### Activity:
Here are some records. Repeat them all exactly.

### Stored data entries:
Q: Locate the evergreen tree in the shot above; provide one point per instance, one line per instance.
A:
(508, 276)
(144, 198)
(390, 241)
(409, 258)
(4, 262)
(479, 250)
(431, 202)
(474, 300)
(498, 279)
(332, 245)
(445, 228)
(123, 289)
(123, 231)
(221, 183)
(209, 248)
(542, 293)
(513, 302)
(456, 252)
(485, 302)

### Answer area:
Q: Locate the evergreen tree in the shot above; provide one point per instance, one line per instance.
A:
(508, 276)
(144, 198)
(390, 241)
(409, 258)
(4, 262)
(479, 250)
(431, 202)
(474, 300)
(498, 279)
(332, 245)
(445, 228)
(123, 289)
(123, 231)
(221, 183)
(209, 248)
(542, 293)
(513, 302)
(456, 252)
(485, 302)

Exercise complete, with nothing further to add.